GIVEN INSTRUCTION.
Locate every line of the material below that contains the string "coach", treating the match as case-sensitive, and copy each of those lines.

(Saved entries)
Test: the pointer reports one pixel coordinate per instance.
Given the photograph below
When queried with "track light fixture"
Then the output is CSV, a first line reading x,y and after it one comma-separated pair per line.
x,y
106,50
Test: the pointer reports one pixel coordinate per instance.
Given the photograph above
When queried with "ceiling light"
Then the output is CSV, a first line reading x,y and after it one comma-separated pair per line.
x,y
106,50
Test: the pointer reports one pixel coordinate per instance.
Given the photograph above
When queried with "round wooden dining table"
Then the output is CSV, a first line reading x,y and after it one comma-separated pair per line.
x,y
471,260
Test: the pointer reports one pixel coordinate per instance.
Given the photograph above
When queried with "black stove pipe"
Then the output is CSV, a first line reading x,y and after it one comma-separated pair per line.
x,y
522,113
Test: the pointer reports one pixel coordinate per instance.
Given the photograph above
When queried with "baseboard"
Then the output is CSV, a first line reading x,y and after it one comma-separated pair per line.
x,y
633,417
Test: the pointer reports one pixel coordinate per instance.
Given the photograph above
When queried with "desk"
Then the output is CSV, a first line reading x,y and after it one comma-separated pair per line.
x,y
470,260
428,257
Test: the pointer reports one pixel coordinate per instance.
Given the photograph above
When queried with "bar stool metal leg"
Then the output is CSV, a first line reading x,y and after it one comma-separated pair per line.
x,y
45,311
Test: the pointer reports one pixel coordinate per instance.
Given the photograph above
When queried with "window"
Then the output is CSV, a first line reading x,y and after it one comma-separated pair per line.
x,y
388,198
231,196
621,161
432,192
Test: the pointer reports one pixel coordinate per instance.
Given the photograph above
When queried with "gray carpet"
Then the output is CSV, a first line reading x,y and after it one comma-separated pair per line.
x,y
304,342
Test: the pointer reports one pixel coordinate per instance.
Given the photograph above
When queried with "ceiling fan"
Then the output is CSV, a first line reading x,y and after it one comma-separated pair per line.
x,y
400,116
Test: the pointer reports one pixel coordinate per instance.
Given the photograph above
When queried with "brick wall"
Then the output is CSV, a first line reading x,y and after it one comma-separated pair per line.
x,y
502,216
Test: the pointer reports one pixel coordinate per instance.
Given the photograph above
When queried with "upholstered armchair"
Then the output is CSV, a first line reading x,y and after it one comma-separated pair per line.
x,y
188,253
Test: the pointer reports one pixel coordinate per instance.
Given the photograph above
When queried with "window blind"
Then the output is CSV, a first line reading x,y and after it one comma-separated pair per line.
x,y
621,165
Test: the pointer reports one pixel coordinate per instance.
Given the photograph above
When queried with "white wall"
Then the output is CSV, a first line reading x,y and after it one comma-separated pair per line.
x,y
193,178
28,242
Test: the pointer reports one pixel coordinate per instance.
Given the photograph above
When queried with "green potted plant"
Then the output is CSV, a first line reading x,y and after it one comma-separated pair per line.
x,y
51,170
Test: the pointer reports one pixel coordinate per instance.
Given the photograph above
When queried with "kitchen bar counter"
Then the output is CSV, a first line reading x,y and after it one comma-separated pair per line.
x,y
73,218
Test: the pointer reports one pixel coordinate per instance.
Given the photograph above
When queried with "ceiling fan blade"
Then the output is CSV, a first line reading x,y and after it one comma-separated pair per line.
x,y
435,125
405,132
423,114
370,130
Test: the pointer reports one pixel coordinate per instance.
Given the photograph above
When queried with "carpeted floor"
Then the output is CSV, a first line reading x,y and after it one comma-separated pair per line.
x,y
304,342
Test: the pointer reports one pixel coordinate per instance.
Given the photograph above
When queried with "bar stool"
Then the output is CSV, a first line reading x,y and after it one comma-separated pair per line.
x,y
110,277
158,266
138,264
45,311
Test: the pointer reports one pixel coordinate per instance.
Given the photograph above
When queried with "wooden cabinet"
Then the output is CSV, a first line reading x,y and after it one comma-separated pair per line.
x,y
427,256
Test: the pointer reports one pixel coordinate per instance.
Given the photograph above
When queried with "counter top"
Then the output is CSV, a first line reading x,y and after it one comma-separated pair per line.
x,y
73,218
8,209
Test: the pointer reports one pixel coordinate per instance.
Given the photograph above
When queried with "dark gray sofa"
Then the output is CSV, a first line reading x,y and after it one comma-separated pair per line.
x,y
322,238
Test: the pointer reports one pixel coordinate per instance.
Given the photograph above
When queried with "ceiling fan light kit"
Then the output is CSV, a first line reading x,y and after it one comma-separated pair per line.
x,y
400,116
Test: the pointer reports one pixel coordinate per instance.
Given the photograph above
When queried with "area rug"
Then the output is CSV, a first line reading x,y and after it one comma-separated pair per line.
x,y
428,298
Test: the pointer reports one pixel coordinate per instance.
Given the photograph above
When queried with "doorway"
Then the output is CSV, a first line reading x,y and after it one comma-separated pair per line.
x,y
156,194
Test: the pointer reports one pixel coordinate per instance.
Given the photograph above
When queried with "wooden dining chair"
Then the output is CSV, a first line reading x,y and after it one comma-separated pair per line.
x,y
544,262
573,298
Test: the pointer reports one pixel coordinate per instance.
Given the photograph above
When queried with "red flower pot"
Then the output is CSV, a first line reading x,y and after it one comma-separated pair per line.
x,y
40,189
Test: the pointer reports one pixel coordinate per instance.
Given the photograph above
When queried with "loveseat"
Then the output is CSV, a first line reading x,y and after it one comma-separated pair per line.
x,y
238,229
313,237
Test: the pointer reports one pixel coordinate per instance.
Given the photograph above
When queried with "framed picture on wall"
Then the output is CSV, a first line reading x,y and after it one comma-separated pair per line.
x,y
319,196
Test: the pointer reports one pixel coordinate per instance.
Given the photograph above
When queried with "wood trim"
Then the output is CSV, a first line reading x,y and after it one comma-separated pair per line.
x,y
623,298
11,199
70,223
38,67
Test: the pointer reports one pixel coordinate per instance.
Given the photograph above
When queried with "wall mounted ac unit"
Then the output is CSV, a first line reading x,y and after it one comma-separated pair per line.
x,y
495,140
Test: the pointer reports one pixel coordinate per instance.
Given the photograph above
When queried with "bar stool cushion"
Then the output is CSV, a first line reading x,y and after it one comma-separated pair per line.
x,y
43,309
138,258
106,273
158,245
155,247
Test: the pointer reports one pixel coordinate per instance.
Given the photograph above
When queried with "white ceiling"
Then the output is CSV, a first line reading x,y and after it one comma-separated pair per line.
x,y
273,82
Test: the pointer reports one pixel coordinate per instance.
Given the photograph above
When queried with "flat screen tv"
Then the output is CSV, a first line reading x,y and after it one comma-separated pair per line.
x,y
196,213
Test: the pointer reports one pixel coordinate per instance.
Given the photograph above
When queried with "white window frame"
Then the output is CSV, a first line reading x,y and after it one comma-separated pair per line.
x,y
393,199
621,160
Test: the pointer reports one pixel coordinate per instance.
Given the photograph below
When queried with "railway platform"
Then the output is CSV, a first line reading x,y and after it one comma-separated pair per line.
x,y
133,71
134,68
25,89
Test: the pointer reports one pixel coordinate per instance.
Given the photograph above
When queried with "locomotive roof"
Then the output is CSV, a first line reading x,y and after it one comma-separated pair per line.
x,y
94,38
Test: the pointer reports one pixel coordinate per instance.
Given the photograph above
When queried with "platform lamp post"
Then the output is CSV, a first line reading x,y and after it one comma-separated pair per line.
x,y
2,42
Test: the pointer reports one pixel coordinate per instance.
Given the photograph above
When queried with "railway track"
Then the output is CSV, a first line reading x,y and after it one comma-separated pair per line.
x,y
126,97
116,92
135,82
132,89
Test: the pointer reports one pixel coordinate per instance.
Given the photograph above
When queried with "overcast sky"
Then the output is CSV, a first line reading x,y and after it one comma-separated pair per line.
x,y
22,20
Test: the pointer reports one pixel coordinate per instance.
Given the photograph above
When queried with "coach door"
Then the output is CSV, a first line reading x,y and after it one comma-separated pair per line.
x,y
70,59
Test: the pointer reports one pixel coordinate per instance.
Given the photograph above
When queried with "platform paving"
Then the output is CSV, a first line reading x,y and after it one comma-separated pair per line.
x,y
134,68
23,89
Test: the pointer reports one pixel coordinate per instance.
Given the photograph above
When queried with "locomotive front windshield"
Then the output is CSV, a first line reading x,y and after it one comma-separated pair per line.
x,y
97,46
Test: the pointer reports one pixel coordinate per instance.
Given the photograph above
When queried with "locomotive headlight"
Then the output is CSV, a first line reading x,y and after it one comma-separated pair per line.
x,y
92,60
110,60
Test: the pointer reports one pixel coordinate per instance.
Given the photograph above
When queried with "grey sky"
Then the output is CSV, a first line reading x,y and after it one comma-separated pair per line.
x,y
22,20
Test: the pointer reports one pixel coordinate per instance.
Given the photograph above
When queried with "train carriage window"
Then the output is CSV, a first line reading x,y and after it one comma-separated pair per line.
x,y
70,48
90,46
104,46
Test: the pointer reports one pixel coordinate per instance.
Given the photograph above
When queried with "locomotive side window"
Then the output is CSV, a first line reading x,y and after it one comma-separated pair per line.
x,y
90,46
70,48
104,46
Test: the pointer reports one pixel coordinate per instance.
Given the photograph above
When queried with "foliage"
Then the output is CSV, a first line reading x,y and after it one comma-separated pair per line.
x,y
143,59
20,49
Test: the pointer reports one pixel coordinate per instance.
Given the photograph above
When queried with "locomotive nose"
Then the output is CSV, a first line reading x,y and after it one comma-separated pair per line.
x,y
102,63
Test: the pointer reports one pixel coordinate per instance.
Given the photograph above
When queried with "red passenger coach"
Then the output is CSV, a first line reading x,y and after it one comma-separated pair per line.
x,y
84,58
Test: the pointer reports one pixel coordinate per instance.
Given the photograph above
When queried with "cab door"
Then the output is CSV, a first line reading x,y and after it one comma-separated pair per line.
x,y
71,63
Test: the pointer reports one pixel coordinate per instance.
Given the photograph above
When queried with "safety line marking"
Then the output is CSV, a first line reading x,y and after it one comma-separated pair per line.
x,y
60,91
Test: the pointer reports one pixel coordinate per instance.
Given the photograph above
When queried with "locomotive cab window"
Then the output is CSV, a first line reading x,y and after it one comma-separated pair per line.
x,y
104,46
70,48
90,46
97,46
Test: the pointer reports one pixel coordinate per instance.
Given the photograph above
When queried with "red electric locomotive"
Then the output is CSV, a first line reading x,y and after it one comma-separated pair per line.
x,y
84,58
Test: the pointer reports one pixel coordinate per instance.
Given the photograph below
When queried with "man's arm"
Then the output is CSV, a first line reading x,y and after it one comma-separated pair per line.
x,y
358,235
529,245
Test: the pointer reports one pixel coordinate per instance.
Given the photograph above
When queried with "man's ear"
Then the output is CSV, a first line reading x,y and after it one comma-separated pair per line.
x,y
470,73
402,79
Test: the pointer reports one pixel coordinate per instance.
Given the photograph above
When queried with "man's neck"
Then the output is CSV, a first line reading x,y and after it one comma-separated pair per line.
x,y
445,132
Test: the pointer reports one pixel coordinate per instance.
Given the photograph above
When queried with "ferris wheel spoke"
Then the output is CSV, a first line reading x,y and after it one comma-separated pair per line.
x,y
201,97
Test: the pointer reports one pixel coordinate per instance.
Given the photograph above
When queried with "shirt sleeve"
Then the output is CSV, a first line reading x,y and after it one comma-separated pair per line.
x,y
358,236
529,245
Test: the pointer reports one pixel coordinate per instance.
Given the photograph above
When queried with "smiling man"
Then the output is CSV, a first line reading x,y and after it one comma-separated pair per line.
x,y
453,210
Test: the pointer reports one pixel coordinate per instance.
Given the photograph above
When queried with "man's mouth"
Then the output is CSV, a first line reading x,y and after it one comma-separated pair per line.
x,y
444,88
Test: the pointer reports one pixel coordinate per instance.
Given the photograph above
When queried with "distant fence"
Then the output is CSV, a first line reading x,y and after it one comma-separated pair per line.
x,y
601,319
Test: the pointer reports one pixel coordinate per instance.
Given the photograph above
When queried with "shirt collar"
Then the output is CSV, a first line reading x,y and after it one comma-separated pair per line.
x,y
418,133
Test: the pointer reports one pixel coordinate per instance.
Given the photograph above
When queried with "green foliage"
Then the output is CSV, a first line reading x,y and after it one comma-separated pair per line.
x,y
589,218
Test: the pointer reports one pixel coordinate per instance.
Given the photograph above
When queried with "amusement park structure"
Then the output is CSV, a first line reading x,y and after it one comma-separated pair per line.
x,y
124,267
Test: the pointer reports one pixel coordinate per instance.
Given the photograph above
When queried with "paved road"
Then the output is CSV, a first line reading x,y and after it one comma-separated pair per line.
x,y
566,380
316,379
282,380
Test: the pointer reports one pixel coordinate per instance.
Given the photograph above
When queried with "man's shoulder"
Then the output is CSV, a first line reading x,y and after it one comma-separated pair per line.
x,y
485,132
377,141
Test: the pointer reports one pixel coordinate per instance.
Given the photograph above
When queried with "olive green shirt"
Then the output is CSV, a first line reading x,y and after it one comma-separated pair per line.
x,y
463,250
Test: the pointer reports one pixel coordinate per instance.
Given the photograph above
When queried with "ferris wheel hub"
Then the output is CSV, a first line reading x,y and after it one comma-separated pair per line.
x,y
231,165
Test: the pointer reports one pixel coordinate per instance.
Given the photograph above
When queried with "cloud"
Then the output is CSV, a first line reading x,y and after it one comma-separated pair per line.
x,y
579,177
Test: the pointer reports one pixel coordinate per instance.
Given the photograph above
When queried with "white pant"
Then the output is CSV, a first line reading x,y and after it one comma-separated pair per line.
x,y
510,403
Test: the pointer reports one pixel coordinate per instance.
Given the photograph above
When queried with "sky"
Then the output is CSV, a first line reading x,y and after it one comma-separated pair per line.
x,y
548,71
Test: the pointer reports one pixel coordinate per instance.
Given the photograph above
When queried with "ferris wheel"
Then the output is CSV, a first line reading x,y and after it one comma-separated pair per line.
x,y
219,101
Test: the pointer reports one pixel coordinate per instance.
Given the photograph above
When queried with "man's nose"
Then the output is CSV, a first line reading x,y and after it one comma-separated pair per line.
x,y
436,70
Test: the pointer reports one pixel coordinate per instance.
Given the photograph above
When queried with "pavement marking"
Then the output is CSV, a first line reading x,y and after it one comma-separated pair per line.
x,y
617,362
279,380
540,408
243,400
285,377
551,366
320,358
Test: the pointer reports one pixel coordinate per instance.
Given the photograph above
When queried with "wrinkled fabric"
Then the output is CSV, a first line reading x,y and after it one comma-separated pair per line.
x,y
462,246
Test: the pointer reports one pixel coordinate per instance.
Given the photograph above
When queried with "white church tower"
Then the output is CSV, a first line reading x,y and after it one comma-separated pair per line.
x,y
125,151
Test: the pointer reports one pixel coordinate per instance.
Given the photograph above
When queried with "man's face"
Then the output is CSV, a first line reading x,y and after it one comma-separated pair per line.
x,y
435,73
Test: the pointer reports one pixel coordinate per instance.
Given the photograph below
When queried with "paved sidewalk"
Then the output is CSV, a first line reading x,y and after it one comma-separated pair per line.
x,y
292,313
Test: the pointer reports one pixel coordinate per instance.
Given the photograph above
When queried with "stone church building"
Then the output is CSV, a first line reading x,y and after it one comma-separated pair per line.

WRITTEN REPLY.
When queried with "coach door"
When queried with "red passenger coach"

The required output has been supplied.